** Begin Provided data **

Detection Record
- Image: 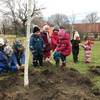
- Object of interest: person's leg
[61,54,66,70]
[39,55,43,66]
[72,48,77,62]
[53,52,60,67]
[33,55,38,67]
[76,46,79,62]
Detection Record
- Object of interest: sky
[38,0,100,18]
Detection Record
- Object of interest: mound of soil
[89,66,100,76]
[0,68,100,100]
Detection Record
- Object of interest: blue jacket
[8,53,18,72]
[14,51,25,65]
[29,34,45,56]
[0,51,9,73]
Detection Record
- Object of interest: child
[30,26,44,67]
[41,25,51,61]
[51,27,59,51]
[13,39,25,68]
[4,45,20,72]
[53,29,71,69]
[80,38,93,63]
[71,31,80,63]
[0,38,9,74]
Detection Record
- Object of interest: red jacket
[56,33,71,56]
[41,32,51,52]
[51,32,59,51]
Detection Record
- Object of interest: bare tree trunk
[24,0,31,86]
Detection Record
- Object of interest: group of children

** End Provided data **

### [Set task]
Can you write out all the data above again with every "Object of interest" changed to "Target label", leaving the pictures out and keeping everything else the same?

### [Reply]
Detection Record
- Image: 
- Target label: person's leg
[61,54,66,70]
[39,55,43,66]
[72,48,77,62]
[53,52,60,67]
[33,55,38,67]
[76,46,79,62]
Detection Record
- Target label: sky
[38,0,100,18]
Detection Record
- Target label: mound of soil
[89,66,100,76]
[0,68,100,100]
Detection Record
- Target label: blue jacket
[8,53,18,72]
[14,51,25,65]
[29,34,45,56]
[0,51,9,73]
Detection Record
- Target label: child
[30,26,44,67]
[41,25,51,61]
[51,27,59,51]
[13,39,25,68]
[4,45,20,72]
[53,29,71,69]
[80,38,93,63]
[71,31,80,63]
[0,38,9,74]
Detection Record
- Target label: red jacket
[56,33,71,56]
[41,32,51,52]
[51,32,59,51]
Detection Record
- Target label: bare tree trunk
[24,0,31,86]
Detection Record
- Target label: group of children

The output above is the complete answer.